(Beginning of AVAILABLE DATA)

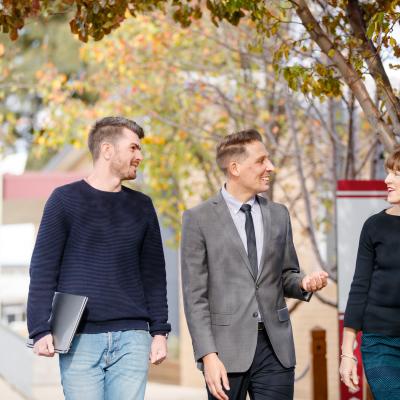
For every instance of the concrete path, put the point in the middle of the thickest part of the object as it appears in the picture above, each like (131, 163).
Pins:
(155, 391)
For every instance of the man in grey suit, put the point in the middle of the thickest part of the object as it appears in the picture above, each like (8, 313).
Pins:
(238, 265)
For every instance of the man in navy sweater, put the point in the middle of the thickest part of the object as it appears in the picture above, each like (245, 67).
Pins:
(102, 240)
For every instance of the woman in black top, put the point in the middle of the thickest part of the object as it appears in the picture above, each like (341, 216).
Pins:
(373, 306)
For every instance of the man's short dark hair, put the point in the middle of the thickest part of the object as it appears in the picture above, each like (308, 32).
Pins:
(109, 129)
(234, 146)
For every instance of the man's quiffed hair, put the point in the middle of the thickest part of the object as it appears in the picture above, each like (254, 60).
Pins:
(108, 129)
(234, 146)
(393, 160)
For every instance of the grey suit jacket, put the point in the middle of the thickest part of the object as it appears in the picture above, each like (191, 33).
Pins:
(221, 296)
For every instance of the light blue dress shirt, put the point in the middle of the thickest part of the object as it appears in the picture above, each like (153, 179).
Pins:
(239, 218)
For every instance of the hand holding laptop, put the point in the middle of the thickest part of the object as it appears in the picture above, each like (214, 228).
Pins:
(44, 346)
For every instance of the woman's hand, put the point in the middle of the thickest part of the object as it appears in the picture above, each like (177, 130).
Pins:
(348, 373)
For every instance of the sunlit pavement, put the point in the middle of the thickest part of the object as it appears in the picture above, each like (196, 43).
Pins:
(154, 391)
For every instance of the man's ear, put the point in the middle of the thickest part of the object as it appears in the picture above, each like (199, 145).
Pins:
(233, 168)
(106, 150)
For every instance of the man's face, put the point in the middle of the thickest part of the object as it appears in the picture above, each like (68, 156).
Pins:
(127, 156)
(254, 170)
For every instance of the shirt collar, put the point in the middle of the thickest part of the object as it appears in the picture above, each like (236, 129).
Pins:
(232, 202)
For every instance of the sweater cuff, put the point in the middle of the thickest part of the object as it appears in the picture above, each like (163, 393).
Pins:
(158, 327)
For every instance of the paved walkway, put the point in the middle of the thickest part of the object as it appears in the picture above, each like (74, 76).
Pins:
(154, 391)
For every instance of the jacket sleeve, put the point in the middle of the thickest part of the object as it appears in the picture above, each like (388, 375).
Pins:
(45, 264)
(353, 317)
(153, 275)
(291, 273)
(194, 270)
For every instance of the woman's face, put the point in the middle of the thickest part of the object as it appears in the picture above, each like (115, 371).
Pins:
(393, 186)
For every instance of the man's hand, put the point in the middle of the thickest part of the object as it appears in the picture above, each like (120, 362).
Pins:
(214, 373)
(348, 374)
(44, 346)
(158, 351)
(314, 281)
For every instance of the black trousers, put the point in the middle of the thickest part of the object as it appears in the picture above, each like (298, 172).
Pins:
(266, 379)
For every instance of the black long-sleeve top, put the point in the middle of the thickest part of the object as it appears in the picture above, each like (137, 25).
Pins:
(374, 300)
(104, 245)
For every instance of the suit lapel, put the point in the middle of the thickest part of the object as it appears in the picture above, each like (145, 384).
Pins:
(266, 217)
(230, 233)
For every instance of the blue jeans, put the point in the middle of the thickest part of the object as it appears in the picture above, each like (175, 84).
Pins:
(106, 366)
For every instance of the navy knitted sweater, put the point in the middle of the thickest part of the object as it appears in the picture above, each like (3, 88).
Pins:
(104, 245)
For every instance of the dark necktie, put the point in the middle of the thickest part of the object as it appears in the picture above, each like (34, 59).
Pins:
(251, 239)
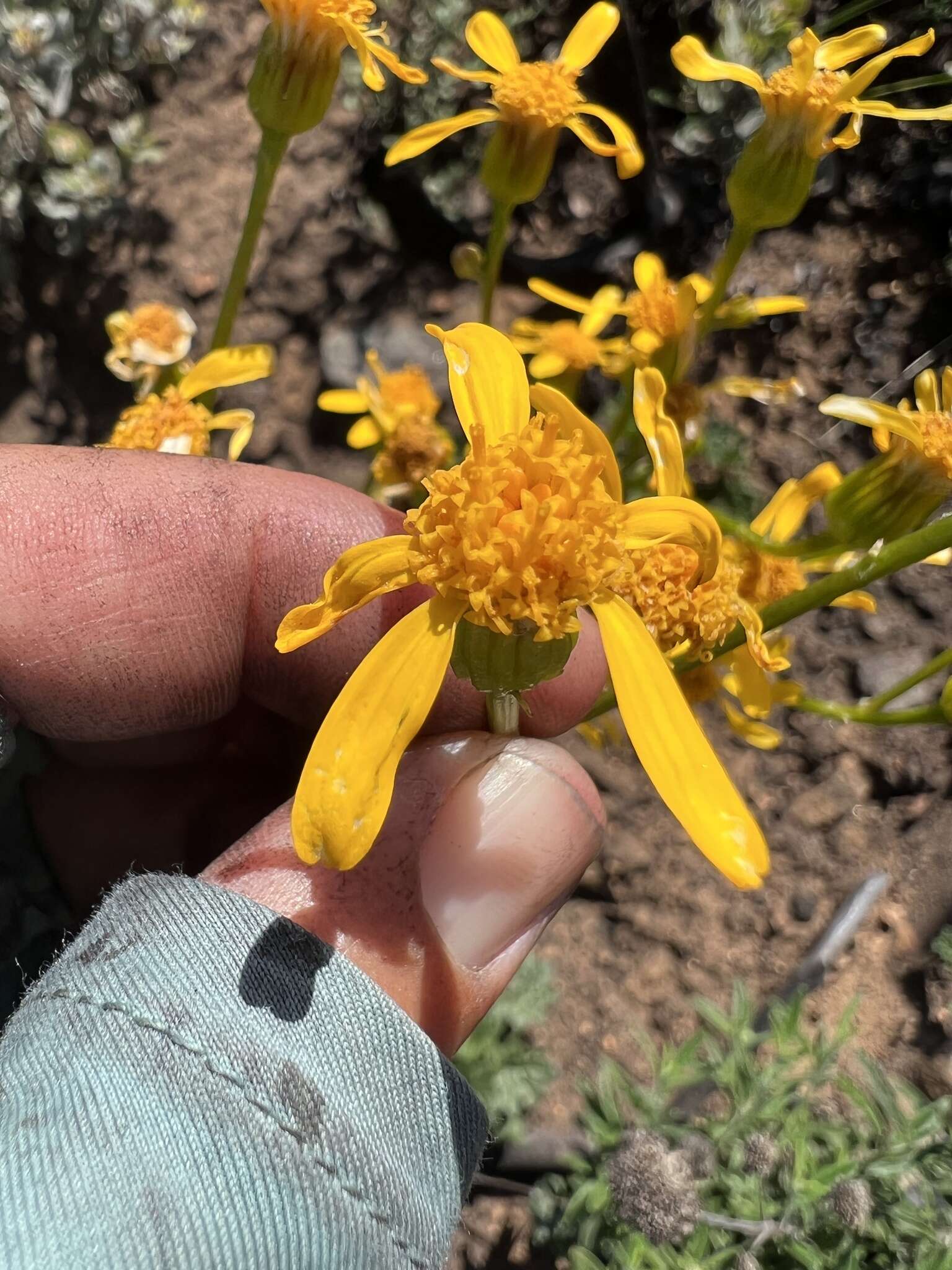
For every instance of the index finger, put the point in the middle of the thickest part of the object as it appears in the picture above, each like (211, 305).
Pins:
(140, 595)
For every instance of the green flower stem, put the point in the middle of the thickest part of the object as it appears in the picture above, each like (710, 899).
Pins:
(738, 243)
(493, 260)
(270, 155)
(818, 545)
(503, 713)
(862, 714)
(924, 672)
(899, 554)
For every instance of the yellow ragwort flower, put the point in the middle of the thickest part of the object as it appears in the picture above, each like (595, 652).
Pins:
(662, 313)
(803, 103)
(175, 424)
(532, 102)
(912, 478)
(526, 530)
(146, 338)
(300, 59)
(568, 346)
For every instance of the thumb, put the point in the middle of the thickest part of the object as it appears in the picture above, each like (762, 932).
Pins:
(485, 838)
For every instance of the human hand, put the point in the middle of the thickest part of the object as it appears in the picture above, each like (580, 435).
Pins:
(139, 601)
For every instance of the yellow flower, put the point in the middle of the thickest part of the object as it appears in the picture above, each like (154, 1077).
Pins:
(532, 102)
(175, 424)
(300, 59)
(662, 313)
(912, 478)
(145, 338)
(803, 104)
(526, 530)
(557, 347)
(395, 397)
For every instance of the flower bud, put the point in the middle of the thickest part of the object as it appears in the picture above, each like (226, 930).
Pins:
(653, 1189)
(852, 1203)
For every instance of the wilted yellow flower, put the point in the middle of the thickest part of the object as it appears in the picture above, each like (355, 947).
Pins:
(901, 489)
(557, 347)
(397, 395)
(662, 313)
(803, 104)
(513, 540)
(532, 102)
(145, 338)
(300, 59)
(175, 424)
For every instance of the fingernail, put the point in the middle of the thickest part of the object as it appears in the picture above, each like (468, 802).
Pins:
(506, 849)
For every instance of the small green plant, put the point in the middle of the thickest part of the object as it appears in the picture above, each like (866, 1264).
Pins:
(508, 1072)
(756, 1148)
(71, 120)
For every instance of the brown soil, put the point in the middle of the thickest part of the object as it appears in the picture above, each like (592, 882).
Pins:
(651, 923)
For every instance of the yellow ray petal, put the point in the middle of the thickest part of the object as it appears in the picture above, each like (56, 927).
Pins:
(694, 60)
(588, 36)
(552, 402)
(240, 425)
(416, 141)
(628, 158)
(364, 432)
(487, 379)
(676, 520)
(560, 296)
(649, 271)
(489, 37)
(660, 433)
(343, 402)
(361, 574)
(860, 81)
(225, 367)
(760, 735)
(834, 54)
(873, 414)
(786, 512)
(547, 366)
(886, 111)
(674, 752)
(443, 64)
(927, 391)
(347, 784)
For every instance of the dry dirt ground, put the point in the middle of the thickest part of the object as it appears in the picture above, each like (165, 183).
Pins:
(651, 923)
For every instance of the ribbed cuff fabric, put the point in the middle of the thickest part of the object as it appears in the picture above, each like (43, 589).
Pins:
(197, 1082)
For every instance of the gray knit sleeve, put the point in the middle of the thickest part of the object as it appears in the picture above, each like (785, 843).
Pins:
(197, 1082)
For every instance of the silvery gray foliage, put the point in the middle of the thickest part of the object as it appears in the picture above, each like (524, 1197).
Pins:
(71, 120)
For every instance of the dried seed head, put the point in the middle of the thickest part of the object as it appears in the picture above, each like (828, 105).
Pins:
(700, 1155)
(653, 1188)
(852, 1203)
(760, 1155)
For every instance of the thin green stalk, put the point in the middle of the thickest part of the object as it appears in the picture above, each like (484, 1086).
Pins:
(899, 554)
(270, 155)
(739, 241)
(878, 718)
(493, 262)
(924, 672)
(818, 545)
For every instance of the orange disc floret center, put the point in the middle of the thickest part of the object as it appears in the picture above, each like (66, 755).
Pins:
(408, 391)
(523, 530)
(156, 326)
(162, 418)
(936, 429)
(679, 616)
(579, 350)
(542, 92)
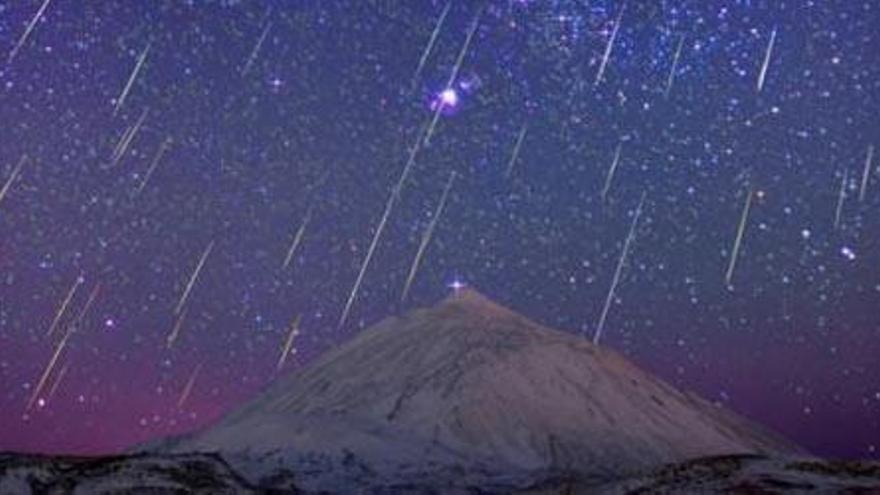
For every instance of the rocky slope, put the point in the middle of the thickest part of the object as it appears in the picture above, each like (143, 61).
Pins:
(468, 383)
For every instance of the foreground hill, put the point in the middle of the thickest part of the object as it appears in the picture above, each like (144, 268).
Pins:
(469, 386)
(209, 474)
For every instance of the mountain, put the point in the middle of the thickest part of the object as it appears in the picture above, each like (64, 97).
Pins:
(471, 392)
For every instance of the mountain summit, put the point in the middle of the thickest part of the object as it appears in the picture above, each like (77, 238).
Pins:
(471, 383)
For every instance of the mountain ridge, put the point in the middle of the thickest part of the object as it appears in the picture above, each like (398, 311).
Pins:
(469, 382)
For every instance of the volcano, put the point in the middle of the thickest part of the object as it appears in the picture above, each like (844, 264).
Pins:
(469, 386)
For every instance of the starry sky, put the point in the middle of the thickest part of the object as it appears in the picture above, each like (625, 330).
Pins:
(159, 159)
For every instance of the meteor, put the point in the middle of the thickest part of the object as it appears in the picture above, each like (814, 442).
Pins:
(618, 271)
(426, 237)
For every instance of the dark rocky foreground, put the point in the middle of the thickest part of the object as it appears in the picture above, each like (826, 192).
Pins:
(209, 473)
(139, 473)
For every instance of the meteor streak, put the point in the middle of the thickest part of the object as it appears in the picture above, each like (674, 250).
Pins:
(137, 68)
(618, 271)
(763, 74)
(297, 239)
(12, 177)
(609, 47)
(430, 46)
(60, 313)
(193, 278)
(519, 139)
(27, 32)
(739, 235)
(288, 343)
(426, 237)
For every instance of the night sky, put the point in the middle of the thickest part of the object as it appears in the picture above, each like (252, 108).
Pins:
(245, 120)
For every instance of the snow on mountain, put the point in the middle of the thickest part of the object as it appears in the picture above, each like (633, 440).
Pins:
(469, 383)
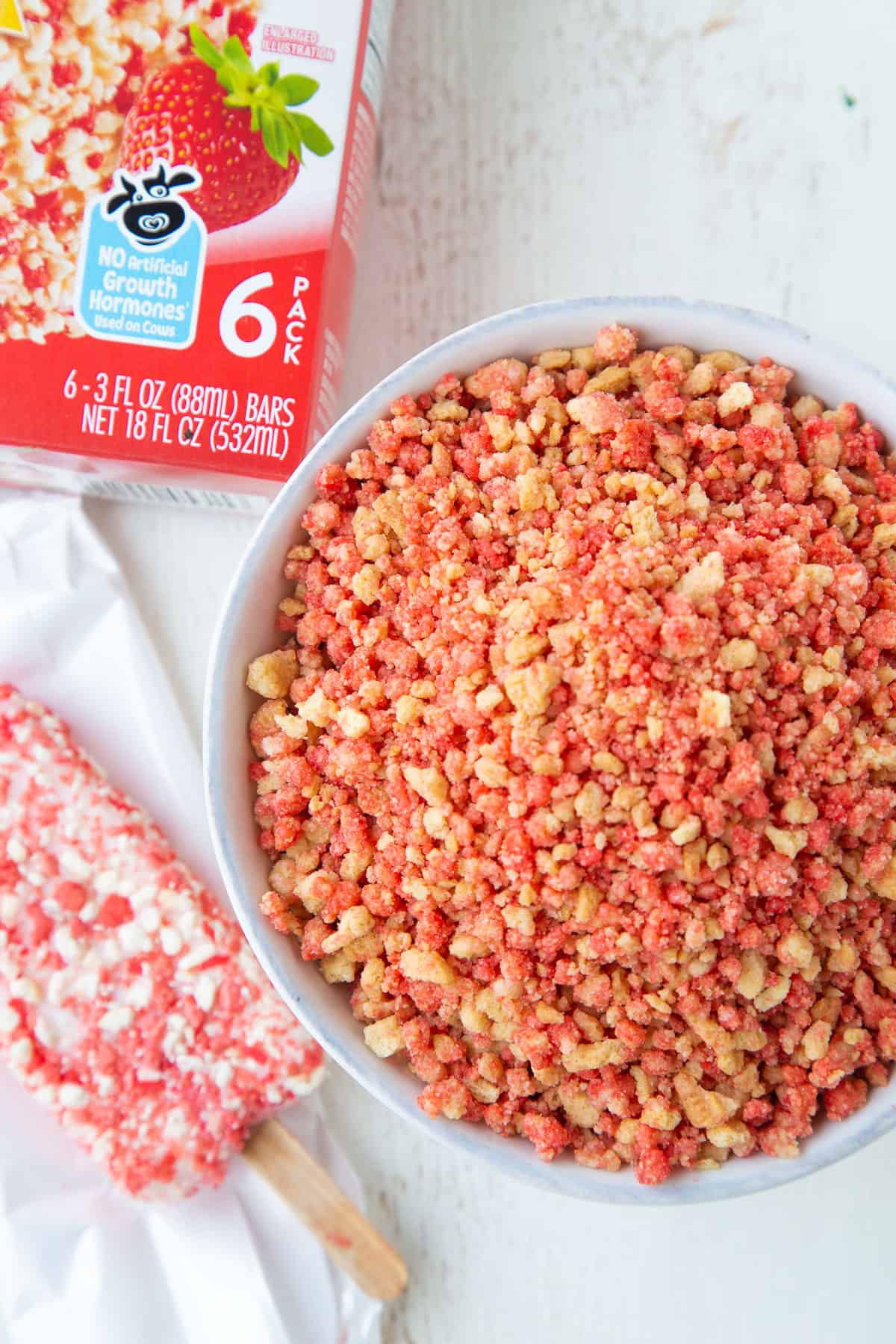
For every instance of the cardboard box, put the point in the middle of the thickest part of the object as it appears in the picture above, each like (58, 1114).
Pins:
(175, 285)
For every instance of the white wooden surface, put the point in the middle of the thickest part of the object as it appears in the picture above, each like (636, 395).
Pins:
(529, 151)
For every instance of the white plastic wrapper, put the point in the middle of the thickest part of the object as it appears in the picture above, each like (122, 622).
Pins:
(82, 1261)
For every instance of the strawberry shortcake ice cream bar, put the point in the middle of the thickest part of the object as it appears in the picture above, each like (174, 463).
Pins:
(129, 1003)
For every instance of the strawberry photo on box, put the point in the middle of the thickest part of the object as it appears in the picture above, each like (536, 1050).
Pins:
(235, 125)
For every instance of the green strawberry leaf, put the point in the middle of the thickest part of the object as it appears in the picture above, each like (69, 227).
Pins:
(294, 134)
(314, 136)
(237, 54)
(267, 96)
(274, 136)
(205, 49)
(294, 89)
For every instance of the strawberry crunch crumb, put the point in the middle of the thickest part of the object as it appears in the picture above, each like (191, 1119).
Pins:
(129, 1003)
(579, 761)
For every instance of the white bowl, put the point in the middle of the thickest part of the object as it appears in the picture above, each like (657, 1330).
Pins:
(246, 628)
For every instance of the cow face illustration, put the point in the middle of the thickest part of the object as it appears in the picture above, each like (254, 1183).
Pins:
(151, 211)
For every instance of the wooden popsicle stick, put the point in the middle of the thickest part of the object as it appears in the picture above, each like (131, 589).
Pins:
(316, 1199)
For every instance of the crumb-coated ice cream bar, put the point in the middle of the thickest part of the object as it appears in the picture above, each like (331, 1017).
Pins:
(129, 1003)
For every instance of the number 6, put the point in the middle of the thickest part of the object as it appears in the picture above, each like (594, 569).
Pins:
(237, 305)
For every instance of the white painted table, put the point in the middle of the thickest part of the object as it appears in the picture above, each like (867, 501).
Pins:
(539, 151)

(End of AVAILABLE DATA)

**EXERCISE:**
Copy out all lines of the listing above that include "jacket".

**OUTPUT FOR THIS TASK:**
For every instance of the grey suit jacket, put the point in the middle of the thickest part of the object as it appears in the picture above, each like (191, 33).
For every instance of the jacket sleeve, put the point in the middle of the thickest part of the object as it appears in the picture above, each like (388, 375).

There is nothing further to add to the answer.